--- Brief ---
A complete transcription of the material, exact in every line, is what is wanted.

--- Given information ---
================================

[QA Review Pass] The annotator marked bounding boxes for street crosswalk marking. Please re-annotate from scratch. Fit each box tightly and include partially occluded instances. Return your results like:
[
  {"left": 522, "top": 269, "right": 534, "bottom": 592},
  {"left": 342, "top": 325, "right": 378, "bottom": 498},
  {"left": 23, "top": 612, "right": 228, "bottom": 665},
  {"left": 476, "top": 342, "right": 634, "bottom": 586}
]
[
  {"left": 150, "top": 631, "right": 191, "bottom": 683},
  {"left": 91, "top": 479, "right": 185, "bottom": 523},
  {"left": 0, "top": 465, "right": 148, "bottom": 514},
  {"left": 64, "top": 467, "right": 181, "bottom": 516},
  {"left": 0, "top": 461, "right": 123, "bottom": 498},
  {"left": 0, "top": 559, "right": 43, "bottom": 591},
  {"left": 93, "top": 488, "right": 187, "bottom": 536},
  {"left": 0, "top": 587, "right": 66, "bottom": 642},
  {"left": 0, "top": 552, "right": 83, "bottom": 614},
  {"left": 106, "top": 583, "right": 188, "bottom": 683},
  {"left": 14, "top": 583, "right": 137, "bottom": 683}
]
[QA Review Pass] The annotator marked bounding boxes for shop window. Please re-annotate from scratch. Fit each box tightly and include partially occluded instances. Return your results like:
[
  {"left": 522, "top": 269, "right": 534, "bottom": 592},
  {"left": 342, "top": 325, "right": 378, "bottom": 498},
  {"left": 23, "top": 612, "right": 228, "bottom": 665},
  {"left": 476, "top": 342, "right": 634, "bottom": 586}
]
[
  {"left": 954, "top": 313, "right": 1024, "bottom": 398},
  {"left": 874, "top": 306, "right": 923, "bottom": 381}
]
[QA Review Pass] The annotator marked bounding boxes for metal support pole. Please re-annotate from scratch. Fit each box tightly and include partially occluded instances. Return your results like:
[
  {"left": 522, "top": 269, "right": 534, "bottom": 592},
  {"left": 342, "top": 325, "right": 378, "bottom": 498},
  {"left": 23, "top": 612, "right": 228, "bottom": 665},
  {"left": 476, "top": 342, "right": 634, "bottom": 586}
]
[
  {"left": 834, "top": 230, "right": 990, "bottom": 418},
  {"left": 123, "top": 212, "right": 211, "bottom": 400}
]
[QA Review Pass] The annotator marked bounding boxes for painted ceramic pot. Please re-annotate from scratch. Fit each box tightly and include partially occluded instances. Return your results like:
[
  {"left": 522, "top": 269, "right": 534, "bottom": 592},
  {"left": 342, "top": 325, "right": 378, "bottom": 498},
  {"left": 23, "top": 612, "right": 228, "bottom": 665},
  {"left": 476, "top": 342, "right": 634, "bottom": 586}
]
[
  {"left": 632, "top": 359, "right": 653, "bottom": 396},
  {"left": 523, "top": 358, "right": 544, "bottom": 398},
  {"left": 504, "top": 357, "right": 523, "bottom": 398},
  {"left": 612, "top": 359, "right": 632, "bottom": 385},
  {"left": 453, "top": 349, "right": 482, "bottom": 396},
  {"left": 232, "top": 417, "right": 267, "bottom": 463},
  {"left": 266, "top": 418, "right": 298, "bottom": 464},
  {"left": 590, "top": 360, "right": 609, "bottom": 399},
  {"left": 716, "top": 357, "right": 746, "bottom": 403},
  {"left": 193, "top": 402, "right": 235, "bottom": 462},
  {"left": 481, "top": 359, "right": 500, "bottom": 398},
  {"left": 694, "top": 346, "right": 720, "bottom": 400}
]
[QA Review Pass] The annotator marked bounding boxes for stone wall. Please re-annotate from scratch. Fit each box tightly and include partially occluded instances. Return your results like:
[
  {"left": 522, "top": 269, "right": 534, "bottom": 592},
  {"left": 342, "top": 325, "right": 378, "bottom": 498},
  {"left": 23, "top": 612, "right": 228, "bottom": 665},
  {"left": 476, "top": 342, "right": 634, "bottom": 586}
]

================================

--- Result of the exercise ---
[QA Review Pass] The annotator marked bounding boxes for street crosswalk marking. Please re-annotate from scratch. Fit each box tightly and include partially occluded instances. Return your results like:
[
  {"left": 522, "top": 269, "right": 534, "bottom": 592},
  {"left": 342, "top": 325, "right": 378, "bottom": 498},
  {"left": 23, "top": 612, "right": 228, "bottom": 665},
  {"left": 476, "top": 342, "right": 634, "bottom": 586}
]
[
  {"left": 150, "top": 631, "right": 191, "bottom": 683},
  {"left": 91, "top": 479, "right": 185, "bottom": 523},
  {"left": 0, "top": 465, "right": 148, "bottom": 514},
  {"left": 64, "top": 467, "right": 181, "bottom": 516},
  {"left": 0, "top": 461, "right": 123, "bottom": 498},
  {"left": 0, "top": 559, "right": 43, "bottom": 591},
  {"left": 93, "top": 488, "right": 187, "bottom": 536},
  {"left": 0, "top": 587, "right": 66, "bottom": 642},
  {"left": 0, "top": 552, "right": 83, "bottom": 614},
  {"left": 106, "top": 583, "right": 188, "bottom": 683},
  {"left": 14, "top": 583, "right": 137, "bottom": 683}
]
[QA Review Pass] The annotator marked bounding boxes for shop window. Please re-annotate from scratch. Fit each box tightly and include partially occluded instances. Return your results like:
[
  {"left": 522, "top": 269, "right": 534, "bottom": 592},
  {"left": 342, "top": 325, "right": 378, "bottom": 498},
  {"left": 23, "top": 612, "right": 228, "bottom": 665},
  {"left": 476, "top": 342, "right": 634, "bottom": 586}
]
[
  {"left": 954, "top": 313, "right": 1024, "bottom": 398},
  {"left": 874, "top": 306, "right": 923, "bottom": 381}
]
[QA Review Pass] The annotator marked bounding boxes for metal support pole. Please re-annotate from scratch. Fit each box tightly and include partially occluded instances. Return your results like:
[
  {"left": 522, "top": 269, "right": 534, "bottom": 592},
  {"left": 342, "top": 325, "right": 378, "bottom": 498},
  {"left": 23, "top": 612, "right": 228, "bottom": 665},
  {"left": 476, "top": 342, "right": 634, "bottom": 586}
]
[
  {"left": 834, "top": 230, "right": 990, "bottom": 418},
  {"left": 123, "top": 212, "right": 211, "bottom": 400}
]
[QA Review Pass] The annotator marked bounding boxes for painted ceramic pot. Please re-annotate from scratch. Fit each box tightly and include partially occluded instances. Return your results like:
[
  {"left": 522, "top": 269, "right": 534, "bottom": 592},
  {"left": 342, "top": 325, "right": 378, "bottom": 498},
  {"left": 23, "top": 612, "right": 228, "bottom": 665},
  {"left": 476, "top": 342, "right": 634, "bottom": 586}
]
[
  {"left": 632, "top": 359, "right": 653, "bottom": 396},
  {"left": 523, "top": 358, "right": 544, "bottom": 398},
  {"left": 504, "top": 357, "right": 523, "bottom": 398},
  {"left": 612, "top": 359, "right": 632, "bottom": 385},
  {"left": 453, "top": 349, "right": 482, "bottom": 396},
  {"left": 232, "top": 417, "right": 267, "bottom": 463},
  {"left": 266, "top": 418, "right": 298, "bottom": 464},
  {"left": 590, "top": 360, "right": 609, "bottom": 399},
  {"left": 716, "top": 357, "right": 746, "bottom": 403},
  {"left": 193, "top": 402, "right": 235, "bottom": 462},
  {"left": 481, "top": 359, "right": 500, "bottom": 398},
  {"left": 694, "top": 346, "right": 720, "bottom": 400}
]
[QA Review Pass] The annotator marked bounding boxes for stone wall. Please re-annotate from scratch. Fit each box tightly and include partially occluded instances. Return your results like:
[
  {"left": 522, "top": 269, "right": 534, "bottom": 592},
  {"left": 342, "top": 325, "right": 378, "bottom": 498},
  {"left": 23, "top": 612, "right": 228, "bottom": 665},
  {"left": 476, "top": 342, "right": 634, "bottom": 586}
]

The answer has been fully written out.